------ Records for the task ------
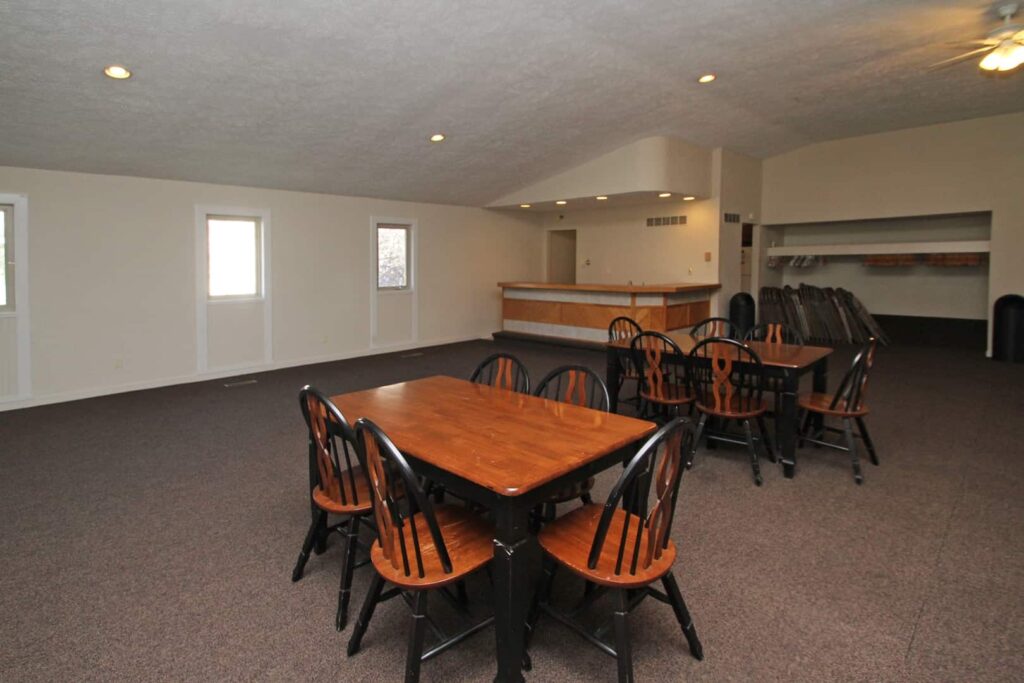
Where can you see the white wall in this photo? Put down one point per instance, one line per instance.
(113, 274)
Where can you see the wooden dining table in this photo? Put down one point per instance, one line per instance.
(507, 452)
(784, 363)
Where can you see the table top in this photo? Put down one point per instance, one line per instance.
(779, 355)
(673, 288)
(505, 441)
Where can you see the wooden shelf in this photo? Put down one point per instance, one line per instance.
(954, 247)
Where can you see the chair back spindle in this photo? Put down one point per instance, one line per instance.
(327, 427)
(503, 371)
(576, 384)
(645, 534)
(714, 327)
(728, 377)
(397, 501)
(775, 333)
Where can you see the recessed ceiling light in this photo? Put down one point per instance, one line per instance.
(117, 72)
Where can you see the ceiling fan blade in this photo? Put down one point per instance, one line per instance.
(961, 57)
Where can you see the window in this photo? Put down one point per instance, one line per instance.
(6, 258)
(233, 256)
(392, 256)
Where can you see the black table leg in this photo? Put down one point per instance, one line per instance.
(321, 534)
(514, 552)
(612, 377)
(787, 424)
(820, 385)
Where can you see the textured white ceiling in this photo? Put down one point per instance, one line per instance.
(339, 95)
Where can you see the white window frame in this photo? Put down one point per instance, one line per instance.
(203, 298)
(411, 290)
(20, 311)
(408, 226)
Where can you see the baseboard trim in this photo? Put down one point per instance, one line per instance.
(13, 402)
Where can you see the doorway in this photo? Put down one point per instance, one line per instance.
(561, 257)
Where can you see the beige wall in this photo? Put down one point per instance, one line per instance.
(113, 274)
(961, 167)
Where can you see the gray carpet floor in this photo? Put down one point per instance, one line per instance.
(151, 536)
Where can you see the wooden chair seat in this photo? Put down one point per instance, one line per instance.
(361, 494)
(821, 402)
(739, 409)
(669, 394)
(470, 544)
(568, 540)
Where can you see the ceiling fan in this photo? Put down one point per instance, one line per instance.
(1004, 47)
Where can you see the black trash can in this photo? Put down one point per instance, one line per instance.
(1008, 329)
(742, 312)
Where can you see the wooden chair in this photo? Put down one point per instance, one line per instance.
(624, 546)
(714, 327)
(775, 333)
(581, 386)
(664, 383)
(625, 329)
(420, 547)
(847, 404)
(728, 382)
(342, 489)
(503, 371)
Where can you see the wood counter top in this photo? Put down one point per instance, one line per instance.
(626, 289)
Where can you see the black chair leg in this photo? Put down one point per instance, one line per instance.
(851, 443)
(754, 453)
(369, 605)
(307, 546)
(541, 596)
(696, 440)
(867, 440)
(623, 652)
(347, 569)
(763, 429)
(683, 615)
(417, 632)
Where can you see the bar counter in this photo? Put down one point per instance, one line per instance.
(583, 312)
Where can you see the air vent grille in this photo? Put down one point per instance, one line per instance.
(667, 220)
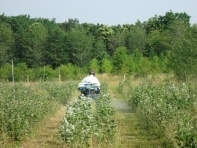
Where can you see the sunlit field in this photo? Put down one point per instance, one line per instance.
(134, 112)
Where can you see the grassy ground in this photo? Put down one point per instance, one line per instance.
(131, 132)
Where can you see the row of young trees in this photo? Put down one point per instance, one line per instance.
(160, 44)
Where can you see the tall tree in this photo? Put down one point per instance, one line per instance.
(34, 43)
(6, 43)
(55, 53)
(79, 46)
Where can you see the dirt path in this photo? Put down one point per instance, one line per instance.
(131, 132)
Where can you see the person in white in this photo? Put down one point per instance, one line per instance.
(91, 81)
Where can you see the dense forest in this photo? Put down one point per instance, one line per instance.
(162, 44)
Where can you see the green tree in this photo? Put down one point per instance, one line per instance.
(55, 53)
(79, 46)
(182, 58)
(34, 42)
(120, 60)
(135, 38)
(94, 65)
(106, 66)
(6, 43)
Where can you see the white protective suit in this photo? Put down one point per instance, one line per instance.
(91, 79)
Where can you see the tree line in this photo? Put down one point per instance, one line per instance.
(161, 44)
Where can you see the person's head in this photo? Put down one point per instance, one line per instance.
(92, 73)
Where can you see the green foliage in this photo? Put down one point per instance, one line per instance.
(6, 43)
(34, 42)
(94, 65)
(88, 120)
(106, 66)
(22, 106)
(182, 58)
(169, 110)
(69, 71)
(6, 72)
(120, 60)
(80, 46)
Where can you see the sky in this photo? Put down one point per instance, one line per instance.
(108, 12)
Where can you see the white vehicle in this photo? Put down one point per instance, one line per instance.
(89, 86)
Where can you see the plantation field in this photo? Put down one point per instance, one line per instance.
(131, 112)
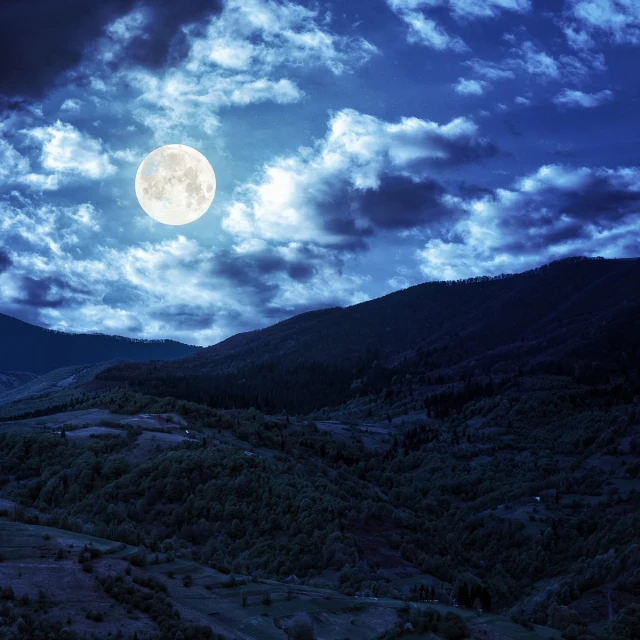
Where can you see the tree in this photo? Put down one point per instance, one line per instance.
(300, 628)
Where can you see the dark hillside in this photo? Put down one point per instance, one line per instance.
(25, 347)
(482, 326)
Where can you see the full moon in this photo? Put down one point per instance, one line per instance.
(175, 184)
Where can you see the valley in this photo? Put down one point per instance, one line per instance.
(450, 493)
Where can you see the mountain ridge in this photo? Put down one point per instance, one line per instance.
(484, 324)
(37, 350)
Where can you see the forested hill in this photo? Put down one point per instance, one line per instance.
(555, 315)
(25, 347)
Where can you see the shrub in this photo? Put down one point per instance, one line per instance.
(300, 628)
(453, 627)
(7, 593)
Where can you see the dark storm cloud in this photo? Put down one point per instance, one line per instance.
(40, 293)
(40, 39)
(250, 270)
(398, 202)
(401, 203)
(5, 261)
(600, 198)
(186, 318)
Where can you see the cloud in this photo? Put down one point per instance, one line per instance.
(60, 274)
(5, 261)
(527, 58)
(40, 39)
(572, 98)
(616, 20)
(426, 31)
(555, 212)
(248, 54)
(13, 165)
(466, 87)
(365, 174)
(490, 70)
(67, 152)
(71, 105)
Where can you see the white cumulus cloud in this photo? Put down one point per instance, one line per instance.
(68, 152)
(573, 98)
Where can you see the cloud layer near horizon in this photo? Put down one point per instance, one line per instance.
(350, 163)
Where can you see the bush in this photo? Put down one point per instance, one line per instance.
(300, 628)
(7, 593)
(453, 627)
(139, 557)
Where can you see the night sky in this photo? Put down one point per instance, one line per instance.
(360, 147)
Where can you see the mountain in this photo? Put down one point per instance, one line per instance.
(25, 347)
(545, 317)
(10, 380)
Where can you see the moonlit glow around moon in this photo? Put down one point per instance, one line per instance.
(175, 184)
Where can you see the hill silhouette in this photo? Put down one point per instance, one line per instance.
(552, 316)
(25, 347)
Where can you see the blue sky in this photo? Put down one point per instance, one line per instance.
(360, 147)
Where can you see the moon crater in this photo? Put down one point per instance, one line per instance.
(175, 184)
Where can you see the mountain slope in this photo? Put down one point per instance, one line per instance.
(486, 324)
(25, 347)
(10, 380)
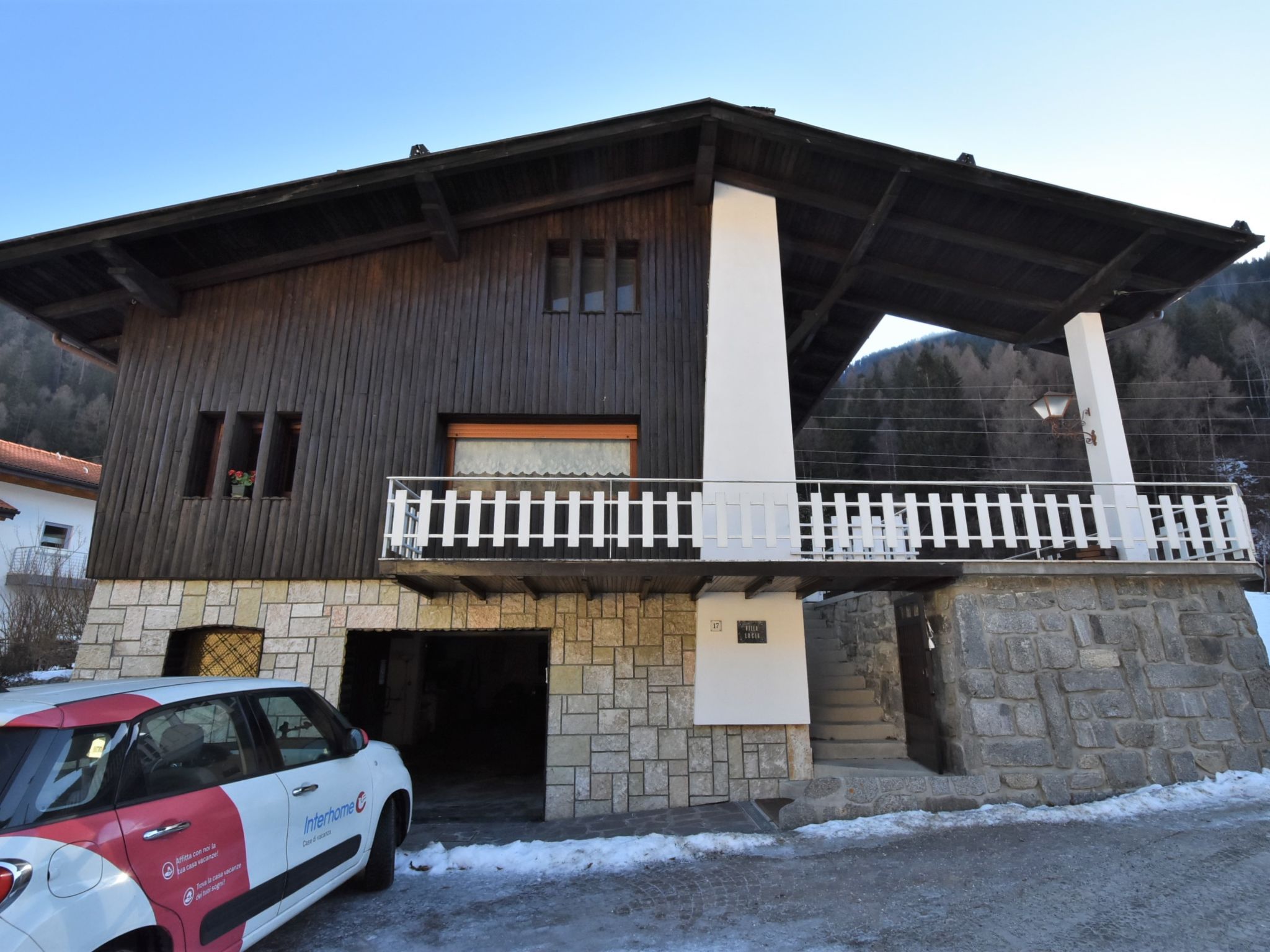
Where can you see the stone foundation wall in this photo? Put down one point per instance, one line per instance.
(865, 625)
(1060, 689)
(620, 731)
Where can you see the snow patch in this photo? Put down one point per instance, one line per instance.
(573, 857)
(1227, 788)
(1260, 603)
(41, 677)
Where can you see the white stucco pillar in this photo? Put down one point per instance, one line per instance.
(748, 450)
(1099, 410)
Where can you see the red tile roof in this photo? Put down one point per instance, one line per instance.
(54, 466)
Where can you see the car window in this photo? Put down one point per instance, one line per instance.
(301, 728)
(81, 772)
(189, 747)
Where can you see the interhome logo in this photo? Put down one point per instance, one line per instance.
(334, 814)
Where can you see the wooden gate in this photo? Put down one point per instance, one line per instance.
(917, 682)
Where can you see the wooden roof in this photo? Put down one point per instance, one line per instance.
(865, 229)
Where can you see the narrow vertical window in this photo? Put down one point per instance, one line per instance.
(628, 277)
(592, 277)
(246, 454)
(201, 478)
(559, 276)
(283, 455)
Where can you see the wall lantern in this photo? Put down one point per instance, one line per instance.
(1053, 407)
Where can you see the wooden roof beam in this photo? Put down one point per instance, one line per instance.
(436, 214)
(139, 281)
(818, 315)
(1094, 293)
(757, 586)
(703, 179)
(961, 286)
(954, 235)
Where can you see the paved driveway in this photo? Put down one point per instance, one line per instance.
(1196, 879)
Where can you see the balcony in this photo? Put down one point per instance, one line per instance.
(42, 565)
(807, 534)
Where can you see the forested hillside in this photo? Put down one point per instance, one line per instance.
(48, 398)
(1194, 391)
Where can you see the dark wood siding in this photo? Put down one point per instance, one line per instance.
(374, 351)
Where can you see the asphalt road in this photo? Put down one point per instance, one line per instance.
(1197, 879)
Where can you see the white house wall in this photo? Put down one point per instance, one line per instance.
(35, 508)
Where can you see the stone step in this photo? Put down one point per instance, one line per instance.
(881, 767)
(845, 696)
(858, 749)
(879, 730)
(843, 714)
(849, 682)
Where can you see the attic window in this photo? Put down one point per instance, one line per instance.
(592, 277)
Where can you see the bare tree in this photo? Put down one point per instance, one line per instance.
(41, 624)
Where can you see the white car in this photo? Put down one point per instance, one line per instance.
(169, 814)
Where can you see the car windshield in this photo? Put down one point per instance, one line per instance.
(51, 775)
(14, 746)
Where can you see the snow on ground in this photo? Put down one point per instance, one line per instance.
(41, 677)
(610, 855)
(1260, 602)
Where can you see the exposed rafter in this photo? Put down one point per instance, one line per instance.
(139, 281)
(817, 316)
(437, 215)
(374, 242)
(850, 208)
(703, 179)
(961, 286)
(1096, 291)
(471, 587)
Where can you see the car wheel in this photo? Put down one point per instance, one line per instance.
(381, 866)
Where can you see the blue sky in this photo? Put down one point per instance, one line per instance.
(116, 107)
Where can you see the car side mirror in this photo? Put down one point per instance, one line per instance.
(357, 741)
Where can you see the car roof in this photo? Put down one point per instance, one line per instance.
(29, 703)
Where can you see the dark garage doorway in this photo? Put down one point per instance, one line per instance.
(468, 711)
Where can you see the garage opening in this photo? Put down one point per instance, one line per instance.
(468, 711)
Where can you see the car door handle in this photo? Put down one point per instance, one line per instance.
(158, 832)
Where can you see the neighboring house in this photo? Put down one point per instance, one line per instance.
(50, 499)
(521, 419)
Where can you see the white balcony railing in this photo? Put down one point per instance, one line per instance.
(658, 519)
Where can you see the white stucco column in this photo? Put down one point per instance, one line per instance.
(1099, 410)
(748, 450)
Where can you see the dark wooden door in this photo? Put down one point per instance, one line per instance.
(917, 682)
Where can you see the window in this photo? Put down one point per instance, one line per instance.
(281, 472)
(215, 653)
(628, 277)
(187, 748)
(202, 472)
(246, 450)
(562, 457)
(559, 276)
(607, 277)
(55, 536)
(592, 277)
(304, 731)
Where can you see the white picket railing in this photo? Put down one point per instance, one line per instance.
(441, 519)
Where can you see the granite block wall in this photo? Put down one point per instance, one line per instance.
(620, 731)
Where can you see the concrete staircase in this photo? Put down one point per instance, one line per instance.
(848, 728)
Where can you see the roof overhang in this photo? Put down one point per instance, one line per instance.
(865, 230)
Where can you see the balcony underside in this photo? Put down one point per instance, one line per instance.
(695, 578)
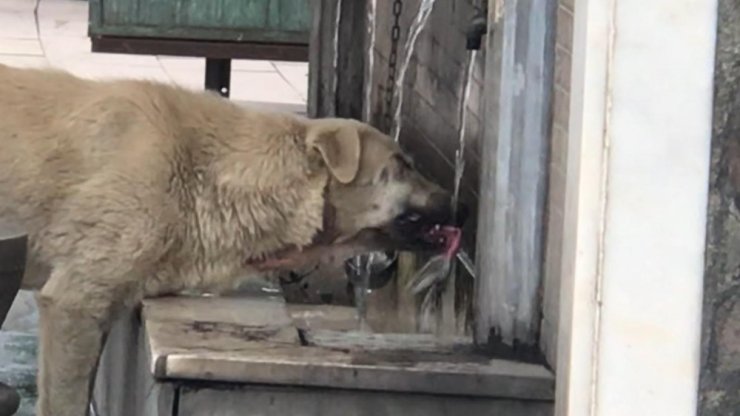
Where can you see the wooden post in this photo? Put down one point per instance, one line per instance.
(514, 164)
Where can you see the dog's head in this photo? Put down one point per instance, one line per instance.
(377, 198)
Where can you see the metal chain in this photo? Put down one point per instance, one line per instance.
(392, 62)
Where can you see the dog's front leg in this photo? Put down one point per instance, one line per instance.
(76, 312)
(74, 320)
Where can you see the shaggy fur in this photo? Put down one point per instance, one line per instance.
(130, 189)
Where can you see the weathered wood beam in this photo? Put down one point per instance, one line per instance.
(509, 255)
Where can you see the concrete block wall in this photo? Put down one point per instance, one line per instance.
(556, 193)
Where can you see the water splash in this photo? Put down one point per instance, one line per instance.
(370, 61)
(435, 281)
(420, 21)
(363, 265)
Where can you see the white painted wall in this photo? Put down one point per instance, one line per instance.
(639, 145)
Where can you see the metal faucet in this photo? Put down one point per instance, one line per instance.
(476, 29)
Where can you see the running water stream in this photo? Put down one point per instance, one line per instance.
(417, 26)
(431, 280)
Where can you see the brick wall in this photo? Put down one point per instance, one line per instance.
(556, 193)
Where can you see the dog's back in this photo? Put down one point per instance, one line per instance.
(57, 131)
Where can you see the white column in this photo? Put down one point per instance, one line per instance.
(637, 180)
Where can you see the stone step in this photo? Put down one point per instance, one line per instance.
(18, 366)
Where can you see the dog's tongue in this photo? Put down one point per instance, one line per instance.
(452, 237)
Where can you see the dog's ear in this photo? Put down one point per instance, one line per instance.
(339, 146)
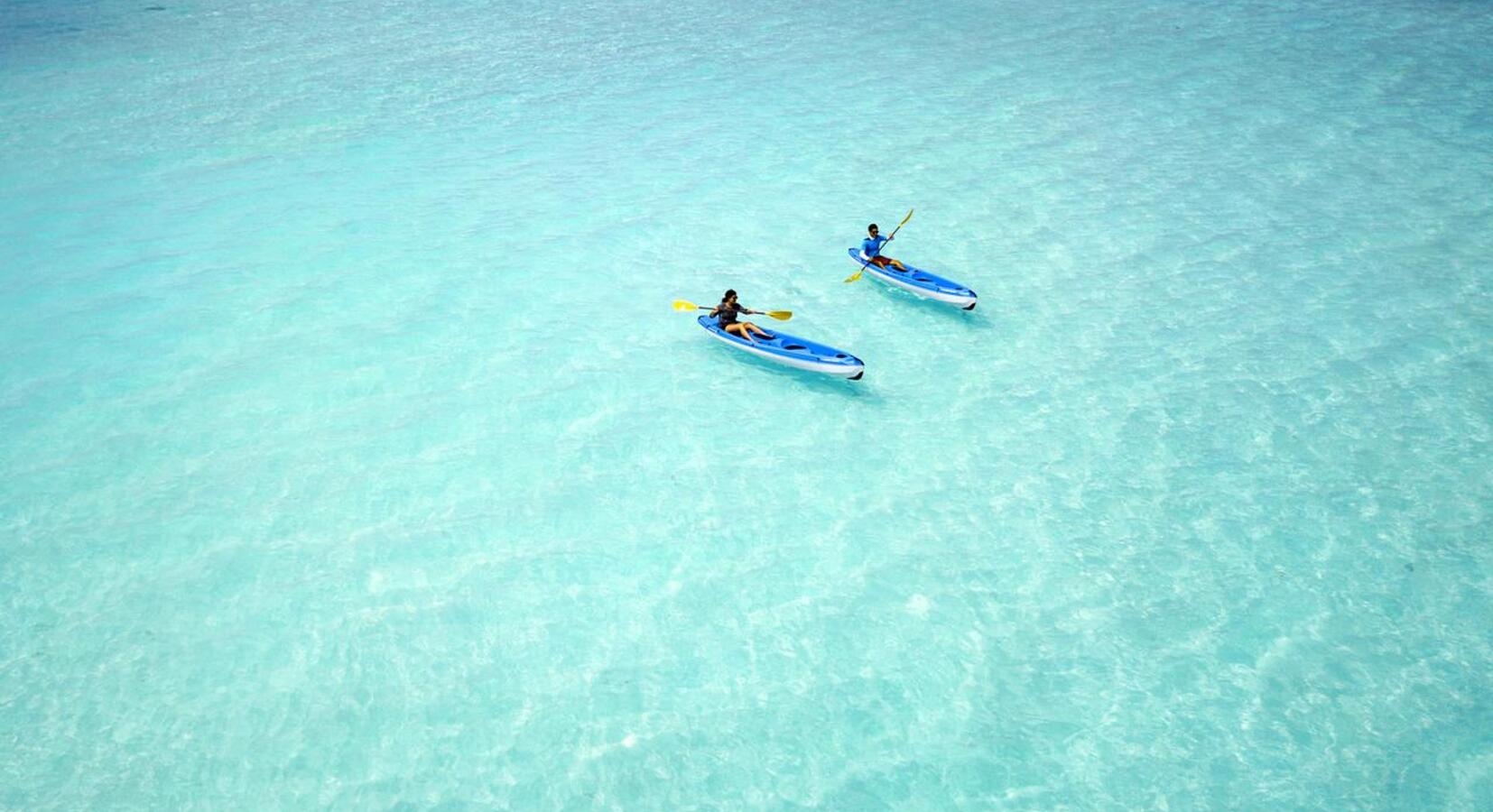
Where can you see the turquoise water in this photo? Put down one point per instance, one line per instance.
(351, 456)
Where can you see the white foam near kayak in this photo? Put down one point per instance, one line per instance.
(792, 351)
(920, 282)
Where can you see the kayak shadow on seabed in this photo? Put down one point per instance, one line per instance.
(978, 318)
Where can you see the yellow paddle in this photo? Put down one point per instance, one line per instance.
(853, 276)
(682, 305)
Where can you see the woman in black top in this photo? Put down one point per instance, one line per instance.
(726, 314)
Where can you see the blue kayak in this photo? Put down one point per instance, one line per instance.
(920, 282)
(793, 351)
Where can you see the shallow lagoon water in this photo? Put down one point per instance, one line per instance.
(353, 456)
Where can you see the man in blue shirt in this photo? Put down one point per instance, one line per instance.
(871, 250)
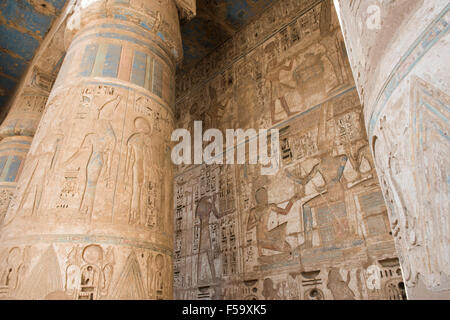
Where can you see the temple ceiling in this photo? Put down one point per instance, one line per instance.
(215, 22)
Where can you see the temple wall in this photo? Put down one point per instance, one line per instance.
(314, 229)
(398, 52)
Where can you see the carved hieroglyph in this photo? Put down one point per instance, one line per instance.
(94, 202)
(312, 230)
(406, 108)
------
[Problem to solve]
No pictures belong in the output. It should reproduce exactly the lines from the one containing "Where can you see the blue kayak" through the end of the data, both ends included.

[Completed exercise]
Where can you see the blue kayak in this photo? Put down one point per instance, one line per instance.
(920, 282)
(793, 351)
Where can you see the shallow lagoon water in this photo? Put down one point per instance, one line per instance.
(353, 456)
Where can you see the man in blue shirt in this photo? Put down one point per instance, one line per instance.
(871, 250)
Where can you see the temple ceiling in this photo? Put down one point per instance, one line per instance.
(215, 22)
Where can you see the temple wall in this photo? Put down one point per instance, one line per instance.
(314, 229)
(398, 52)
Where can you see the carved hieroglyph in this photo? Put down one point per instance, one line per instance.
(94, 202)
(312, 230)
(406, 108)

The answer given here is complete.